Coordinate annotation entries:
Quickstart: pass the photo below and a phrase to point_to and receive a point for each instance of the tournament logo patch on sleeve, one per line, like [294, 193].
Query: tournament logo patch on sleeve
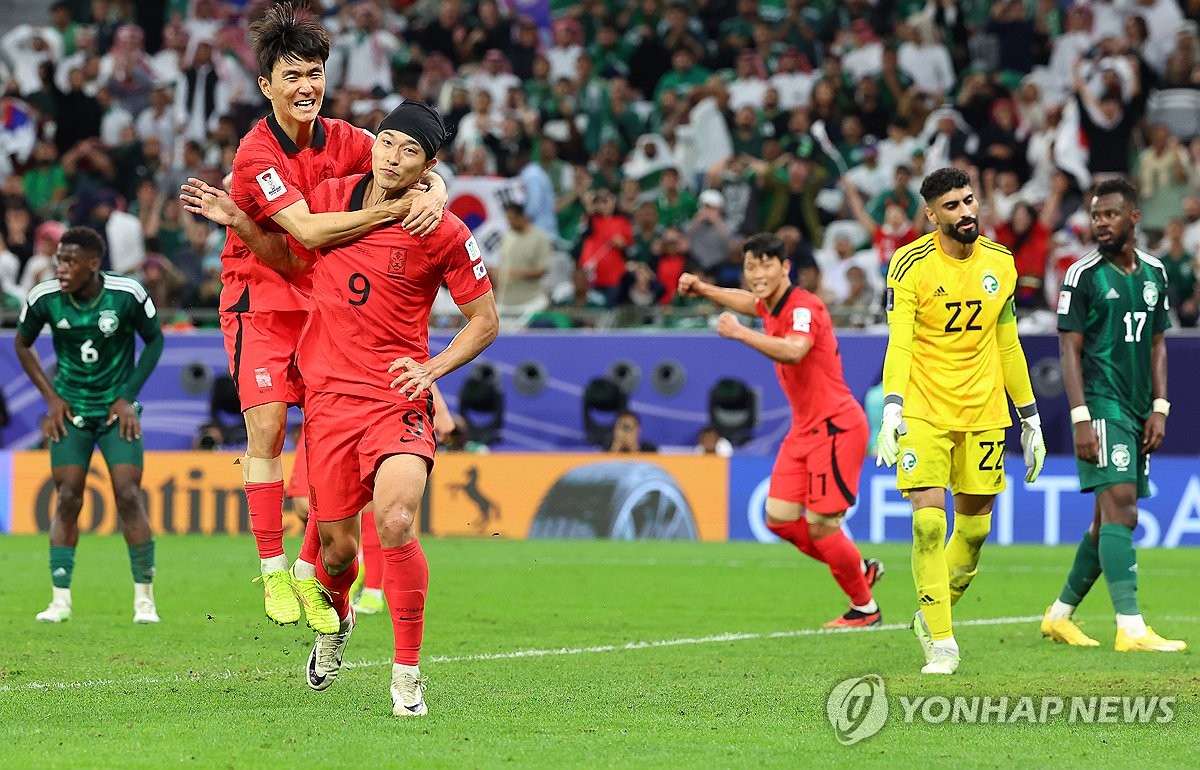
[273, 186]
[473, 251]
[802, 319]
[1063, 302]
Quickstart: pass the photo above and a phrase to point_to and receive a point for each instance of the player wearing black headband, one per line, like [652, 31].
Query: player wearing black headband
[369, 433]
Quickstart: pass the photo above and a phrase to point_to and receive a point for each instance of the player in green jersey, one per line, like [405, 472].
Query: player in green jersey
[1111, 317]
[93, 318]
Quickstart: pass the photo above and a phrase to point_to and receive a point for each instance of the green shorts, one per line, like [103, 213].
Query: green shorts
[76, 449]
[1121, 461]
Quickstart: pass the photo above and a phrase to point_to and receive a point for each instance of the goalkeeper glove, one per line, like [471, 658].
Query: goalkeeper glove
[892, 427]
[1032, 446]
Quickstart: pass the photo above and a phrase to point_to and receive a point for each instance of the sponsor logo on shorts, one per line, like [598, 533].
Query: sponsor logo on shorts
[1121, 456]
[108, 323]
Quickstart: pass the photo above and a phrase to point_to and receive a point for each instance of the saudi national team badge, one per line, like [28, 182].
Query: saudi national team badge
[1121, 456]
[108, 323]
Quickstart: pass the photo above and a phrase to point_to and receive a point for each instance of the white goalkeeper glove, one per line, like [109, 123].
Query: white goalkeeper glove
[892, 427]
[1033, 446]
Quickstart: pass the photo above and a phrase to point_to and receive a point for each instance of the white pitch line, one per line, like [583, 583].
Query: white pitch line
[498, 656]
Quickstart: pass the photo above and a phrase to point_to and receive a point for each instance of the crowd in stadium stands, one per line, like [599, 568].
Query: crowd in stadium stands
[648, 137]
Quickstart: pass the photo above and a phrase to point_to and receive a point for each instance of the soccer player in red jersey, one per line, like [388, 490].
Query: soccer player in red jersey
[815, 479]
[367, 370]
[279, 162]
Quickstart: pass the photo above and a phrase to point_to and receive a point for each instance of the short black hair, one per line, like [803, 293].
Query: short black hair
[942, 181]
[87, 239]
[766, 246]
[287, 32]
[1117, 186]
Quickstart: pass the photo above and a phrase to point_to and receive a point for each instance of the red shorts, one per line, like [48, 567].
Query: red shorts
[262, 349]
[298, 485]
[820, 468]
[348, 437]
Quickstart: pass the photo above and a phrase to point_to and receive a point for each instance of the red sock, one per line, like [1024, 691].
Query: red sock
[339, 585]
[846, 564]
[796, 533]
[372, 552]
[406, 579]
[310, 549]
[265, 503]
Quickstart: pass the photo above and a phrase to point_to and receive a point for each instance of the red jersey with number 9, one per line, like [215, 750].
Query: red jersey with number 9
[371, 298]
[815, 387]
[270, 173]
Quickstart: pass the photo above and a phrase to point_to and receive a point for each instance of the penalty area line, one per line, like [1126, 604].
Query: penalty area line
[718, 638]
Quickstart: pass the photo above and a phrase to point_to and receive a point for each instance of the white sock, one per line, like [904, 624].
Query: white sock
[1061, 611]
[1132, 625]
[948, 643]
[274, 564]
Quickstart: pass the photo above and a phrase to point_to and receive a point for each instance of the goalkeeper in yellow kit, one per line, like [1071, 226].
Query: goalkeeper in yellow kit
[952, 353]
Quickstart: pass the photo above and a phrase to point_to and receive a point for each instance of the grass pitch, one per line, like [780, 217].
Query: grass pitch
[569, 655]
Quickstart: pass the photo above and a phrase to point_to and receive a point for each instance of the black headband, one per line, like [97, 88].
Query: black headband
[420, 121]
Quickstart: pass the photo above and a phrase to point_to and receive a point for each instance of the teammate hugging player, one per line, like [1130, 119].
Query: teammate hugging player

Given problem: Copy everything from the line containing "like [1071, 226]." down through the final line of the listing above, word for word.

Problem solution:
Quickstart: pass the photo above and a phrase to point_to and receive a point for each instance of the goalkeeper in yellow kit, one per line, like [1071, 226].
Query: goalkeeper in yellow kit
[952, 353]
Quickstart: pass the photo above and a phrase to point_to and receive a point for each instance of the grass pitch, one per line, like [780, 217].
Query: grass pitch
[569, 655]
Quickstart: pass the photo above and a phrase to point_to and receive a point for each instance of the black headband, one per line, like [97, 88].
Query: black headband
[420, 121]
Quickstart: pass the photo above and a phrase to point_to and receive a point for each instance of the teammate hugging player, one per line, like [1130, 119].
Query: teammate hugging player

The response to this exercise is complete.